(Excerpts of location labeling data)
[START]

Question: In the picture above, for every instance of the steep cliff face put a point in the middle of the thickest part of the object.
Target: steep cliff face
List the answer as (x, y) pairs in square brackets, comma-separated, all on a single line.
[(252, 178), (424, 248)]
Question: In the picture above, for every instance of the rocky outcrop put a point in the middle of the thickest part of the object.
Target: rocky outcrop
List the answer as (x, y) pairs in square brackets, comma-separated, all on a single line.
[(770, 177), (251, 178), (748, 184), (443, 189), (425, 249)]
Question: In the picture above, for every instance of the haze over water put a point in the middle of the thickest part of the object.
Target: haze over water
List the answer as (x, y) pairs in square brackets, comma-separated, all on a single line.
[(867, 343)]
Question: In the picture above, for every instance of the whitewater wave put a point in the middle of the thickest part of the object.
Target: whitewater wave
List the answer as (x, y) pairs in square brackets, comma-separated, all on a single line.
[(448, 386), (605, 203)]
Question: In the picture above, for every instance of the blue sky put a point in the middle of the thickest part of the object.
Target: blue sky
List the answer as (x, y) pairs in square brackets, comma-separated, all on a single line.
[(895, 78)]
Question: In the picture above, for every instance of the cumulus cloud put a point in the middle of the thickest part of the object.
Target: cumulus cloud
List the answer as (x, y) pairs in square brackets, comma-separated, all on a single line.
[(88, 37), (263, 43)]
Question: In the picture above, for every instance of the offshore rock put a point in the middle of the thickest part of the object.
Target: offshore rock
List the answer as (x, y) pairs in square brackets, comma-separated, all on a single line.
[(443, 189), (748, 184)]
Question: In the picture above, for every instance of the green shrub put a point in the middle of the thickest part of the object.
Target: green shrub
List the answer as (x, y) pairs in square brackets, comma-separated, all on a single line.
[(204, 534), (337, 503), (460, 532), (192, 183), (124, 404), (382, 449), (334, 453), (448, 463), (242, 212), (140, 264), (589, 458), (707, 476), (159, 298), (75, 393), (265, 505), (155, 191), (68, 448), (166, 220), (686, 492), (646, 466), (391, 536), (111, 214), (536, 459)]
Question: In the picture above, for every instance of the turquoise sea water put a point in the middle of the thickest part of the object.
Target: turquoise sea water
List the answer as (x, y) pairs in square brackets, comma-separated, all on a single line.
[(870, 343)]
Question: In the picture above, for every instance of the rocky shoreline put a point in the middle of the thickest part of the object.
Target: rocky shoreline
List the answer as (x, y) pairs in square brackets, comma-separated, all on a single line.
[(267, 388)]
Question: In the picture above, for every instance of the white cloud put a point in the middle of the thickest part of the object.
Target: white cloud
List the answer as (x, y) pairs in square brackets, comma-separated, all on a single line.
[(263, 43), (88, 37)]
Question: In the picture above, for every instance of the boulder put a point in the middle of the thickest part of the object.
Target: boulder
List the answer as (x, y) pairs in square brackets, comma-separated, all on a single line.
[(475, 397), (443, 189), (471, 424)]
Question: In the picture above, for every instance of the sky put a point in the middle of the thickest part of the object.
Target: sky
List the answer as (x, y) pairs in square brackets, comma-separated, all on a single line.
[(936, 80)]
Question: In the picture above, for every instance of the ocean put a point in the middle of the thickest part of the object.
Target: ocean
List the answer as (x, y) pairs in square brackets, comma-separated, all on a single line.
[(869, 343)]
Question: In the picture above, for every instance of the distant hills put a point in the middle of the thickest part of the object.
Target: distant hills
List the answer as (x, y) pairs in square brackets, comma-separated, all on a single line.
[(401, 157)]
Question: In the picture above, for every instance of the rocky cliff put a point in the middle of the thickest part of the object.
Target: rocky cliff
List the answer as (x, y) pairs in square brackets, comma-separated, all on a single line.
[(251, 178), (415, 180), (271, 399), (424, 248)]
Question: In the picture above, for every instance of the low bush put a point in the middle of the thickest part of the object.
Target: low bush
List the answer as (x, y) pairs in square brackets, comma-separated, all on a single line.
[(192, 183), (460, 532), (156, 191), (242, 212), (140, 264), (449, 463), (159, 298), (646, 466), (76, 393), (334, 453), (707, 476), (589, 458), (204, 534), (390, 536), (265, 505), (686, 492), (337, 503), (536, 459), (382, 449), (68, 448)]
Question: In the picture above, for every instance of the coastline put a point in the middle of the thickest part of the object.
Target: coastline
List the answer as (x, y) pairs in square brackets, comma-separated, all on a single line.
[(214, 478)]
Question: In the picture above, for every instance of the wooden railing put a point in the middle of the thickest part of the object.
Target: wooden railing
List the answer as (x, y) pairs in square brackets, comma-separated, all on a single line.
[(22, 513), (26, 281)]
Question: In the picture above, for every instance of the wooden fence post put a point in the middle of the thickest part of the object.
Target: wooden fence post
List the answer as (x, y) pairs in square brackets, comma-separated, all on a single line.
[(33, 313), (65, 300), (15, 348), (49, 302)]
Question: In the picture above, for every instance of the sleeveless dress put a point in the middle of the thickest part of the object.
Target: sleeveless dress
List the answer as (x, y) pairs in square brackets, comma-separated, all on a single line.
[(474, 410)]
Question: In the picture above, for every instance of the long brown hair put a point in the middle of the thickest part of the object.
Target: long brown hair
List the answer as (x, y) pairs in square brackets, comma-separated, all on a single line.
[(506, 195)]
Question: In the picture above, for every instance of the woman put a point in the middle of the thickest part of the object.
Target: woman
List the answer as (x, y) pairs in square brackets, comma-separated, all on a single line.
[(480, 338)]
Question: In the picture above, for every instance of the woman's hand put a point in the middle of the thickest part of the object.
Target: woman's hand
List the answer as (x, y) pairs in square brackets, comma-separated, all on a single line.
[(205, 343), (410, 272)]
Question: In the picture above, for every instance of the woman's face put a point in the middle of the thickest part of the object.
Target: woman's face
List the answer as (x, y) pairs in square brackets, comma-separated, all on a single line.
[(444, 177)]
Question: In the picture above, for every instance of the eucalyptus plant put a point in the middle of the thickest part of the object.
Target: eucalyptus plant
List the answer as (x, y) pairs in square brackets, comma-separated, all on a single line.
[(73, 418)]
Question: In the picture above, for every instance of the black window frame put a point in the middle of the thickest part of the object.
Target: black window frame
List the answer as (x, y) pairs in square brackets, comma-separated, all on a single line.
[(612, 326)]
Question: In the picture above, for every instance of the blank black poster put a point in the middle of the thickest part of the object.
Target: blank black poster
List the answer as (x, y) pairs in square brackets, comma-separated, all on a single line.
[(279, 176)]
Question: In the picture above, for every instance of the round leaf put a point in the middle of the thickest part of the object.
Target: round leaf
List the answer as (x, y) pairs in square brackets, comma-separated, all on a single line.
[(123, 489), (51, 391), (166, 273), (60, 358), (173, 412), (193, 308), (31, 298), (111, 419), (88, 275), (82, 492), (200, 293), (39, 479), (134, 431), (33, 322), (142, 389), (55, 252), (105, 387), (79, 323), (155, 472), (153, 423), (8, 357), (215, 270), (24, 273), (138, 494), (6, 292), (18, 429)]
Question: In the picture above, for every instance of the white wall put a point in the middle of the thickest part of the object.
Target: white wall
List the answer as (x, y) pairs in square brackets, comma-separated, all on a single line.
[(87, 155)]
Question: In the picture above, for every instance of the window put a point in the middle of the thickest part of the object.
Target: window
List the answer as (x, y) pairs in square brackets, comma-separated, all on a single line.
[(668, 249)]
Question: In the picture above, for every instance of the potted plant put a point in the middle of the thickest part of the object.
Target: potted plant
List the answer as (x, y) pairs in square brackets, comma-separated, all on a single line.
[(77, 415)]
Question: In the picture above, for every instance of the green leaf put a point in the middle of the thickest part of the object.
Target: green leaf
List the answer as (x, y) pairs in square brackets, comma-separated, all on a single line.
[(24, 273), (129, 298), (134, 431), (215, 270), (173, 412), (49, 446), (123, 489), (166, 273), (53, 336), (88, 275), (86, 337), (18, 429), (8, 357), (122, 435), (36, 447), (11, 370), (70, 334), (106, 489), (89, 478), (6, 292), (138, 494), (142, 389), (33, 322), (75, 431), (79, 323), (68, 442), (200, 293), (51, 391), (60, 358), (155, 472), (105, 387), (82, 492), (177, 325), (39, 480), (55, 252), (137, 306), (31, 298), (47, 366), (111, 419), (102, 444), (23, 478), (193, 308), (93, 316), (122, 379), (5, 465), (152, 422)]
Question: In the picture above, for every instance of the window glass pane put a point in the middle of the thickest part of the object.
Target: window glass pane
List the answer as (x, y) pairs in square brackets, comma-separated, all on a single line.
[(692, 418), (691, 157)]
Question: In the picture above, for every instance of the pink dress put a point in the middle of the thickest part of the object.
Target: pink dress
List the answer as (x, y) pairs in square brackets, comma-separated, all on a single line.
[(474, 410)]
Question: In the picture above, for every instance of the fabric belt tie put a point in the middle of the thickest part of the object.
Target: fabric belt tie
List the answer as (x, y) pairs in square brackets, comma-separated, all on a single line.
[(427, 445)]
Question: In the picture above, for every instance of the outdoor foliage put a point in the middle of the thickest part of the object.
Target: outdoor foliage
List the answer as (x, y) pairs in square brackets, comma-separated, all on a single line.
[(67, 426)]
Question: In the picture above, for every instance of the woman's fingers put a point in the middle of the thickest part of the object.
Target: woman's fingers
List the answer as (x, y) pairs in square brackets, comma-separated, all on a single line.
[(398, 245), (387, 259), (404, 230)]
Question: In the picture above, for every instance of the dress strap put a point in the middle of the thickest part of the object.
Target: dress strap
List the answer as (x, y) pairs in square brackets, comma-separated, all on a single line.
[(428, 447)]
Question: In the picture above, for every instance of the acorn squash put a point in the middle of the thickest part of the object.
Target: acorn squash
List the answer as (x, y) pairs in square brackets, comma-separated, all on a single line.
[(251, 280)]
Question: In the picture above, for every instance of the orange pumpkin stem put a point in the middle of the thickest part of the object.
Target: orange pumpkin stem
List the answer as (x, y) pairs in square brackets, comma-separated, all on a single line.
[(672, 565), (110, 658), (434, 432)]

[END]

(Task description):
Lay out the portion of the records that runs from their beginning through the line containing "[(252, 178), (424, 248)]", inclusive, as a JSON list of strings, one string per line, omitting blank lines.

(Reply):
[
  "Question: In the picture above, for every instance of the steep cliff face put a point in the middle of the thickest part of the object.",
  "Target: steep cliff face",
  "List the answer as (x, y) pairs in square brackets, comma-separated, all on a single line.",
  "[(252, 178), (424, 248)]"
]